Reproduce the records verbatim from their beginning through the line holding "0 100 L 366", inclusive. Leave the picture out of your copy.

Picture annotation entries

++++++

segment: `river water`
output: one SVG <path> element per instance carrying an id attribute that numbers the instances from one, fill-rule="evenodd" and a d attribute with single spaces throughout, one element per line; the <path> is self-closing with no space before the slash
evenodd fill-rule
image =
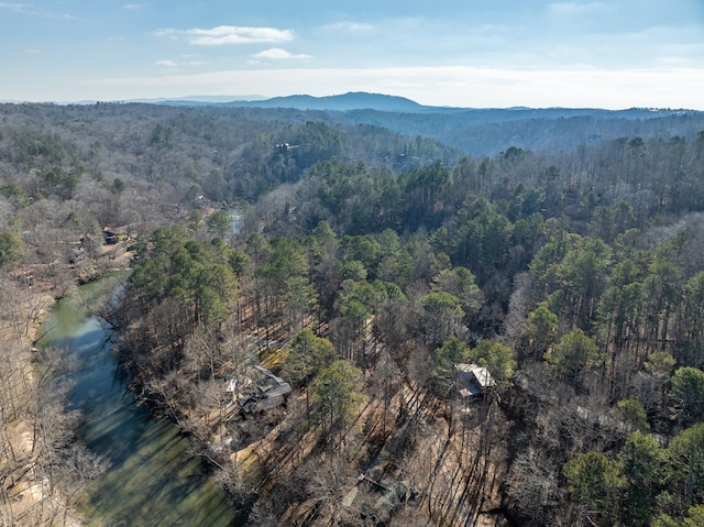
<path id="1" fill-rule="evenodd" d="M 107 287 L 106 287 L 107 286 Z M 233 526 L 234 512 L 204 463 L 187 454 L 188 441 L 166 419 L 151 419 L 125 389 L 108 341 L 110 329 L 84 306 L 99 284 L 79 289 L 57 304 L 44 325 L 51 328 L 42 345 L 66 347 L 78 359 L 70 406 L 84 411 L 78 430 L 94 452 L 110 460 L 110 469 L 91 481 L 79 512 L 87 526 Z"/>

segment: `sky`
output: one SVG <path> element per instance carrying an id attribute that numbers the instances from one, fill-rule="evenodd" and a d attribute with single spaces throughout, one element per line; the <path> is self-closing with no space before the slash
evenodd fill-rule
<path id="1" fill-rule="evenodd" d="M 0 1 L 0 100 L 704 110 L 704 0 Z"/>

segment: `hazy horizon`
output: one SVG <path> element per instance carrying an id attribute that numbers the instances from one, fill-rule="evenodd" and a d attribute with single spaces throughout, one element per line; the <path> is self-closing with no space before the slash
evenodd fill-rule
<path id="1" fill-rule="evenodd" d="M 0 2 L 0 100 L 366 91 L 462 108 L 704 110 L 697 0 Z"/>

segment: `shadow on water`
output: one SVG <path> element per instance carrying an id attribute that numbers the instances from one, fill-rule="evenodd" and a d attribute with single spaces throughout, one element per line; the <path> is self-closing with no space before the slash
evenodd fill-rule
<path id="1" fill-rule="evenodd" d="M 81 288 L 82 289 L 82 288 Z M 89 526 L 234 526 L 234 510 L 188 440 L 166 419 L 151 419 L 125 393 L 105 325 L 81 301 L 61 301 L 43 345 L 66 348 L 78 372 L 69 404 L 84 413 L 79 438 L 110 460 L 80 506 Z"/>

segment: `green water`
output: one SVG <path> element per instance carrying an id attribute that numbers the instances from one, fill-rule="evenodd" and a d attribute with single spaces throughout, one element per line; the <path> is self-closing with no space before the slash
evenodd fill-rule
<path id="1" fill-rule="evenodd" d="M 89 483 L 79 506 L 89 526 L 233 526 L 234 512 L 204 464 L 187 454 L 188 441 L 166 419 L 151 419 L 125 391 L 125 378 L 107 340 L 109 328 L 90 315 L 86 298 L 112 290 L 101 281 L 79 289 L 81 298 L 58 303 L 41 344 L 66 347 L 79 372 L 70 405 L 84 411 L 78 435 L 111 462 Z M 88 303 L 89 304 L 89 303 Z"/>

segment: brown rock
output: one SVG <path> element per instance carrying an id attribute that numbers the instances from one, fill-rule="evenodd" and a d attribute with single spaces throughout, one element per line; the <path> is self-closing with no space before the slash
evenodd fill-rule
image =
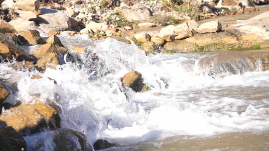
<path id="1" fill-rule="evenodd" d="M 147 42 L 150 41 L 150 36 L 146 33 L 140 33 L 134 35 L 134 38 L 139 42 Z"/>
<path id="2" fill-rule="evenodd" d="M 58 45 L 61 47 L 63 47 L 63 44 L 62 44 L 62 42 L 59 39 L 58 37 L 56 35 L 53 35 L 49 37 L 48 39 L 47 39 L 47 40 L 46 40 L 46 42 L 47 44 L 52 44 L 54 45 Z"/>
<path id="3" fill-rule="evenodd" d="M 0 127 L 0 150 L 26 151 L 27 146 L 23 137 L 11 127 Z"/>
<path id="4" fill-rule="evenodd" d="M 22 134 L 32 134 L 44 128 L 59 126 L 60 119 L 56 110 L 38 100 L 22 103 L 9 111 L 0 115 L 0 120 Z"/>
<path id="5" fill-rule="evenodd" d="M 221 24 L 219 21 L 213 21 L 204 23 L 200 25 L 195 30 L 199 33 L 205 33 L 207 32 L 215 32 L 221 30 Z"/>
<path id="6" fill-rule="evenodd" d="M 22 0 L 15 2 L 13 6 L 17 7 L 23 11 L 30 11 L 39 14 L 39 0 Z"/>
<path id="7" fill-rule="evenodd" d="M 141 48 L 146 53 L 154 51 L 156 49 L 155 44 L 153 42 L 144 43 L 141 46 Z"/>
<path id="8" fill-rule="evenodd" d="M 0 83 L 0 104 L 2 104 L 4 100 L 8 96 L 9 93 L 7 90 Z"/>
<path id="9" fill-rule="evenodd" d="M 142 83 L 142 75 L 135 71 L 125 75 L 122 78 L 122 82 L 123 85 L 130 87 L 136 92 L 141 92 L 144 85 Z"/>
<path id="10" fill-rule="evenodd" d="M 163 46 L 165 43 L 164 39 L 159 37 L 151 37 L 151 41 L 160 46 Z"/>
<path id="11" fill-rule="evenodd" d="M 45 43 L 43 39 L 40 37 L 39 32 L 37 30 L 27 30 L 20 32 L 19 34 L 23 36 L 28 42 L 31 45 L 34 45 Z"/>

++++++

== WRITTEN REPLY ==
segment: `river water`
output: one SVG <path> element per instance carrying an id attribute that numbers the instances from one, fill-rule="evenodd" and a d attribute with single spaces throughout, one element per line; the <path> is self-closing with no space before the slash
evenodd fill-rule
image =
<path id="1" fill-rule="evenodd" d="M 107 287 L 106 287 L 107 286 Z M 233 526 L 234 512 L 204 463 L 187 454 L 188 441 L 166 419 L 151 419 L 125 389 L 108 341 L 110 329 L 84 306 L 99 284 L 79 289 L 57 304 L 44 325 L 51 328 L 42 345 L 66 347 L 78 359 L 70 406 L 84 411 L 78 430 L 94 452 L 110 460 L 110 469 L 91 481 L 79 512 L 87 526 Z"/>

segment: `sky`
output: one SVG <path> element per instance carrying an id attribute that numbers the instances from one, fill-rule="evenodd" and a d attribute with single spaces throughout, one element per line; the <path> is self-closing with no space before the slash
evenodd fill-rule
<path id="1" fill-rule="evenodd" d="M 0 1 L 0 100 L 704 110 L 704 0 Z"/>

segment: `hazy horizon`
output: one SVG <path> element per instance carrying an id attribute that numbers the instances from one, fill-rule="evenodd" and a d attribute with single spaces throughout, one element per line; the <path> is self-closing with no space before the slash
evenodd fill-rule
<path id="1" fill-rule="evenodd" d="M 0 2 L 0 100 L 366 91 L 462 108 L 704 110 L 697 0 Z"/>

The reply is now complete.